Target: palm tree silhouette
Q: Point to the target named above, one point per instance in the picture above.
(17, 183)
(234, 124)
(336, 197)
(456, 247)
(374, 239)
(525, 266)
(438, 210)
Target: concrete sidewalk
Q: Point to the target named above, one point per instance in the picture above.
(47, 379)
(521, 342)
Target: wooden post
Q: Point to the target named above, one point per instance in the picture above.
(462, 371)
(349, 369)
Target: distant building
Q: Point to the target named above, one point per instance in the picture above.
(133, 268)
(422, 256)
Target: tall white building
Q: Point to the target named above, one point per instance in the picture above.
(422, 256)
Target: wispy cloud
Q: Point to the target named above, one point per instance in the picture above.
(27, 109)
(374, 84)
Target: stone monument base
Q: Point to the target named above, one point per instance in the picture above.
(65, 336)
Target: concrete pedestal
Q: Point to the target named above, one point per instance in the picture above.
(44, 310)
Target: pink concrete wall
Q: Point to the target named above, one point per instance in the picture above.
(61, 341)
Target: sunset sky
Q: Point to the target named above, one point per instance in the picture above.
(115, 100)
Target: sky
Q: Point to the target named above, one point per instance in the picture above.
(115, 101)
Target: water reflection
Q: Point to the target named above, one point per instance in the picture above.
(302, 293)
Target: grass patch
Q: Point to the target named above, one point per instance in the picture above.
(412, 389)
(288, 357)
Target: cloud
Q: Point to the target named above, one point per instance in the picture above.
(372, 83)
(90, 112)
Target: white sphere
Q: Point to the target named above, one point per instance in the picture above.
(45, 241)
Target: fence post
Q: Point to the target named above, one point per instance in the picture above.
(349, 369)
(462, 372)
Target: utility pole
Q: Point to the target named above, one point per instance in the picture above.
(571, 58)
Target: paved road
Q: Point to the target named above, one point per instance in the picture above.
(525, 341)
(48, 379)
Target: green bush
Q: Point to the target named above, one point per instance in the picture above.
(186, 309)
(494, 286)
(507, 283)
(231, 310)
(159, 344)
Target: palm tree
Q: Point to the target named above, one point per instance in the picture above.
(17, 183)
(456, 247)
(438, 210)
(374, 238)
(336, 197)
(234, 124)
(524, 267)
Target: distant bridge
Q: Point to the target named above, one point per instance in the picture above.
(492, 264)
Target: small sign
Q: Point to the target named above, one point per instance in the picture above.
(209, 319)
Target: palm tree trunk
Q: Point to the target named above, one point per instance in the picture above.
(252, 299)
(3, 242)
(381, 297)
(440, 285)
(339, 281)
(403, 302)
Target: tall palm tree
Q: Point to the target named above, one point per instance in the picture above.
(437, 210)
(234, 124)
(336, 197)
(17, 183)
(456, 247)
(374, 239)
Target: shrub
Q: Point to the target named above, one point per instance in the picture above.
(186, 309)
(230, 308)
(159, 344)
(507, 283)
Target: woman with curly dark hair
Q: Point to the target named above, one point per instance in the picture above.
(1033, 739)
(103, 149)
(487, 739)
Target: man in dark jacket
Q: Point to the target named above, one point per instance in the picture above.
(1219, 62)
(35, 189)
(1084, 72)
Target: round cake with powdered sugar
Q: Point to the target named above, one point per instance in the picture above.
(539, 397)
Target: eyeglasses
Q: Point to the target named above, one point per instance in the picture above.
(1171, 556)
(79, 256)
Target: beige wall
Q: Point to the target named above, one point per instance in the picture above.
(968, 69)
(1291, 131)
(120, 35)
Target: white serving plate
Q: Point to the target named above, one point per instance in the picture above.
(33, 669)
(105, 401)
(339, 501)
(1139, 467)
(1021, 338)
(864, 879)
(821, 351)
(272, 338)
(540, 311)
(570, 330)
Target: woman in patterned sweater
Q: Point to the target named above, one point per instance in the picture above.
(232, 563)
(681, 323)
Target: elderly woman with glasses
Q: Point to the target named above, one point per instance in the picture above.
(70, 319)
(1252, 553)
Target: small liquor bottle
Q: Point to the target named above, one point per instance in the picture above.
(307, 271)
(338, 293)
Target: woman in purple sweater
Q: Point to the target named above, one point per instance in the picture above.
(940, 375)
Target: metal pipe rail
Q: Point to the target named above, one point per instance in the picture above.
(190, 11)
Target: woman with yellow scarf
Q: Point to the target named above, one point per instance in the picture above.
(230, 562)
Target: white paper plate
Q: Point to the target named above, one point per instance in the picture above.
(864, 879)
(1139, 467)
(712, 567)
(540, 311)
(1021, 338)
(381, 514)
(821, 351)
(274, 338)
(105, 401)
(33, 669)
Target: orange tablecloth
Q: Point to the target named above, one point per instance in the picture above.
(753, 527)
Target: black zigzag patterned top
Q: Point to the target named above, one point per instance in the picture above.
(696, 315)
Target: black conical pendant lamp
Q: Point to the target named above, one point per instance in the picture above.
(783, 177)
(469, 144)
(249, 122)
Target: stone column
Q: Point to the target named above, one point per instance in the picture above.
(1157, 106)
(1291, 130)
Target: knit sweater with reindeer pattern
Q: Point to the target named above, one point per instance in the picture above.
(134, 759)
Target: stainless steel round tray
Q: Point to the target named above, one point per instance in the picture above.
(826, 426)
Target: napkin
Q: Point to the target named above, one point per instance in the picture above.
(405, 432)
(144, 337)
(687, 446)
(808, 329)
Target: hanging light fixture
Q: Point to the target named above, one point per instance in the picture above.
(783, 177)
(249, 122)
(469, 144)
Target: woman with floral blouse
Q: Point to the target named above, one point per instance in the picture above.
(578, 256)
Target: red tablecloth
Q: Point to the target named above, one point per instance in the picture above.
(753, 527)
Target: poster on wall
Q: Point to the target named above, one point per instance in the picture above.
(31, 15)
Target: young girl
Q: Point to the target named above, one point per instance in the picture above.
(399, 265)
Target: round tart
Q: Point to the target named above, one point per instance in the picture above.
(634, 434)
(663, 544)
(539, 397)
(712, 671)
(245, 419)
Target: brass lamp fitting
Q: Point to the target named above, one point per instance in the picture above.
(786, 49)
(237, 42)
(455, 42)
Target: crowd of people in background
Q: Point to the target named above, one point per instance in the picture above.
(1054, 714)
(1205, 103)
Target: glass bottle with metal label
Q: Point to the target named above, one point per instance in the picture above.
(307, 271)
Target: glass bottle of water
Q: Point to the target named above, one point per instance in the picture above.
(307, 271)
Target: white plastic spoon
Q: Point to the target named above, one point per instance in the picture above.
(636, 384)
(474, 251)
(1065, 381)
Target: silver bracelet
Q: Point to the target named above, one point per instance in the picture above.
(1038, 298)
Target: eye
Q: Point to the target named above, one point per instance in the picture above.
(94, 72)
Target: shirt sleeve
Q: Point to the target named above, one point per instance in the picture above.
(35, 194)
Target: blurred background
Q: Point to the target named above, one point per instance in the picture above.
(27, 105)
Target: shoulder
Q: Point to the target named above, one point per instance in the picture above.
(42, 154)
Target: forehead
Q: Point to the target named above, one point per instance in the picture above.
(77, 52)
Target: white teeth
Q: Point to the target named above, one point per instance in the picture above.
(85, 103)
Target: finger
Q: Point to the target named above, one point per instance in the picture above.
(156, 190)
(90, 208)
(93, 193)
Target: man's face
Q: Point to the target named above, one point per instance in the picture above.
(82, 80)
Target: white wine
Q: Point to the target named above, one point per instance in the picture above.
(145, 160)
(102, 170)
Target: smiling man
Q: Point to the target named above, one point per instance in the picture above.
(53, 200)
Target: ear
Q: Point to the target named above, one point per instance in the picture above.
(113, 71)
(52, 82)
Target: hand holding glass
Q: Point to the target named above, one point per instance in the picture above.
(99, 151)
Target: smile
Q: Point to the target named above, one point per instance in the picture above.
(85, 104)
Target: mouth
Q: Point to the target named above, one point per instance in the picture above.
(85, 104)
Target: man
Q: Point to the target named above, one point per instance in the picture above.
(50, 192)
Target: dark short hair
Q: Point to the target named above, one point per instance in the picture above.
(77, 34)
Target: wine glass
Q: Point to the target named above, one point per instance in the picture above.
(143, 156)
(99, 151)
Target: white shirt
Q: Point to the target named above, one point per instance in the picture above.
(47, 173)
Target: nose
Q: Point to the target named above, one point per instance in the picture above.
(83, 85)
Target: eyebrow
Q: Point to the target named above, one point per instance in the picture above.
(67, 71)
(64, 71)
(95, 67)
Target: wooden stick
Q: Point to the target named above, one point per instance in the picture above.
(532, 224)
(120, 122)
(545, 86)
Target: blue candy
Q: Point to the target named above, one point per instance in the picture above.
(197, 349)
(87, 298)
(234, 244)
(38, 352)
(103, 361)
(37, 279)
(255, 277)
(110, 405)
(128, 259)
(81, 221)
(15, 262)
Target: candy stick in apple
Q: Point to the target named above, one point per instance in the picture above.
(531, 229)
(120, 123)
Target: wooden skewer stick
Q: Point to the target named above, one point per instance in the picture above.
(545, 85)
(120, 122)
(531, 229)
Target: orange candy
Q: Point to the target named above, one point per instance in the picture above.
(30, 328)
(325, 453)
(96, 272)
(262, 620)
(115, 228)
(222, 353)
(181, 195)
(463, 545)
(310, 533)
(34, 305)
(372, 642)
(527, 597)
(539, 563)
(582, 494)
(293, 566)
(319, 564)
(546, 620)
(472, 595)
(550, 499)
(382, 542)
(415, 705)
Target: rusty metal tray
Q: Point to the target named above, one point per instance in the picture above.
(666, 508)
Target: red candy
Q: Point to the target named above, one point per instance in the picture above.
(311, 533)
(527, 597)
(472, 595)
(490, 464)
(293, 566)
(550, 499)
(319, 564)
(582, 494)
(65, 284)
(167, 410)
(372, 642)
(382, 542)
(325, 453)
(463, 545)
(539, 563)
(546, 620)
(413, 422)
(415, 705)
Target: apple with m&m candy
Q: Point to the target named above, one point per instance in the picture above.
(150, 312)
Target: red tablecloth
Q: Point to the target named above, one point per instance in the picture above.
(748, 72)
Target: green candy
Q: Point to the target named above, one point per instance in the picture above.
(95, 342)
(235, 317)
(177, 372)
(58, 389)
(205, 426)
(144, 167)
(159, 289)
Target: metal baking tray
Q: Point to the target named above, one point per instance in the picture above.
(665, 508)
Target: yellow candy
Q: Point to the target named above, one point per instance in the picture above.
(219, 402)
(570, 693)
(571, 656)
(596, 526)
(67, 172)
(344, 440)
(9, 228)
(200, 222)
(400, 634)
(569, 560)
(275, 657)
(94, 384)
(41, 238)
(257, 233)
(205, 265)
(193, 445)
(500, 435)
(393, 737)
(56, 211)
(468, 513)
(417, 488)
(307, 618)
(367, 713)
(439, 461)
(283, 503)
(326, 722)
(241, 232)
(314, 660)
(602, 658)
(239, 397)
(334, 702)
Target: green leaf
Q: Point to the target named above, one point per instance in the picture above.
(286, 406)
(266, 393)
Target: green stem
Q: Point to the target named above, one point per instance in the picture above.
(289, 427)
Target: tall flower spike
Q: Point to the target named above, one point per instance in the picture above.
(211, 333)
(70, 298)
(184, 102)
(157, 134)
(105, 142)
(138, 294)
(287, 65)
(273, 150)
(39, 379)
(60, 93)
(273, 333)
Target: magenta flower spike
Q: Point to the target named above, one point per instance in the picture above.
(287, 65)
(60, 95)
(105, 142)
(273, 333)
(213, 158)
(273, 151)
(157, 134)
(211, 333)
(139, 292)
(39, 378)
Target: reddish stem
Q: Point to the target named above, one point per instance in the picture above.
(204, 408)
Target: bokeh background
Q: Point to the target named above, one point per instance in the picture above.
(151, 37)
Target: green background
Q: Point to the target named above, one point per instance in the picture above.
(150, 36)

-=-=-=-=-

**What is needed:** How many lines of the entries above include the word "apple"? Reply with the number alone.

**Result of this task:** 2